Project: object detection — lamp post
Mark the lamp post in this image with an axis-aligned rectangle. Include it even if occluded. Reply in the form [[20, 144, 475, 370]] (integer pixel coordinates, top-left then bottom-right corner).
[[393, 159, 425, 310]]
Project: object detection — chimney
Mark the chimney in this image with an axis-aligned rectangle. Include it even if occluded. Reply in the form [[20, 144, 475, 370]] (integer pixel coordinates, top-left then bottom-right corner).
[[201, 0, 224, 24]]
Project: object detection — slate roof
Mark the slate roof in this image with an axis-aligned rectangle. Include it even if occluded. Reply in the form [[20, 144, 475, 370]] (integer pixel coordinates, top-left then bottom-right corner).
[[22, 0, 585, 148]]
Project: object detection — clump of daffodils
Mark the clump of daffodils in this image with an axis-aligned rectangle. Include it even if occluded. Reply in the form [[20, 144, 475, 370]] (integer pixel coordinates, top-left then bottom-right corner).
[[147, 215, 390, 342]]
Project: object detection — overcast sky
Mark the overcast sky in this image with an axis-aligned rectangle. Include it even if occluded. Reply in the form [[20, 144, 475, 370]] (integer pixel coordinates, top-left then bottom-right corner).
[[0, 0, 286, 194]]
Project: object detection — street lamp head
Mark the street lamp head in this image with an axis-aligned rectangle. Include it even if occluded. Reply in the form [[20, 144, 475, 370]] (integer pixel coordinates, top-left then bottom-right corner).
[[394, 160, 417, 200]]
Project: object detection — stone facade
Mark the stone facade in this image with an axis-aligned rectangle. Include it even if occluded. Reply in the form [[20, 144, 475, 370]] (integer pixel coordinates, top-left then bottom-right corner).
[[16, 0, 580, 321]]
════════════════
- GIVEN EXERCISE -
Write out every line above, from the first down to the one containing "[[394, 160, 417, 200]]", requests included. Raise each bounding-box coordinate in the answers by 16, and leave the numbers in the requests and their sample format unchanged.

- RESPONSE FOR THIS EXERCISE -
Project: object detection — lamp post
Mark the lamp post in this image with an axis-aligned rectangle. Include it even if occluded. Reply in the form [[20, 144, 475, 370]] (integer pixel coordinates, top-left then bottom-right corner).
[[409, 175, 441, 326]]
Project: object detection — chimney
Mark the chimney in this image with an axis-aligned rectangle. Include it even if occluded. Reply in the form [[20, 144, 475, 370]] (integer pixel coordinates, top-left then bottom-right corner).
[[217, 16, 240, 40]]
Project: object detection — slate roof
Mark the slate roof in this image with an axis-aligned rectangle. Include it even if occluded. Reply in the form [[20, 144, 475, 370]] (integer pixel coordinates, top-left then bottom-right corner).
[[38, 16, 601, 164]]
Project: object detection — clump of daffodils
Mark the clump of daffodils in this image with an axis-aligned rectangle. Include it even if occluded. Reply in the form [[20, 144, 475, 370]] (integer pixel coordinates, top-left then bottom-right corner).
[[163, 231, 406, 358]]
Project: object detection — overcast sky
Mark the overcast sky in this image with an axis-aligned rectangle. Include it even if occluded. Reply in the form [[20, 144, 475, 370]] (integer pixel coordinates, top-left then bottom-right corner).
[[16, 16, 302, 210]]
Project: object detection — street lamp head
Mark the street lamp head in this image with an axis-aligned rectangle. Include it even if occluded. Reply in the form [[20, 144, 475, 370]] (integer pixel coordinates, top-left then bottom-right corner).
[[410, 176, 433, 216]]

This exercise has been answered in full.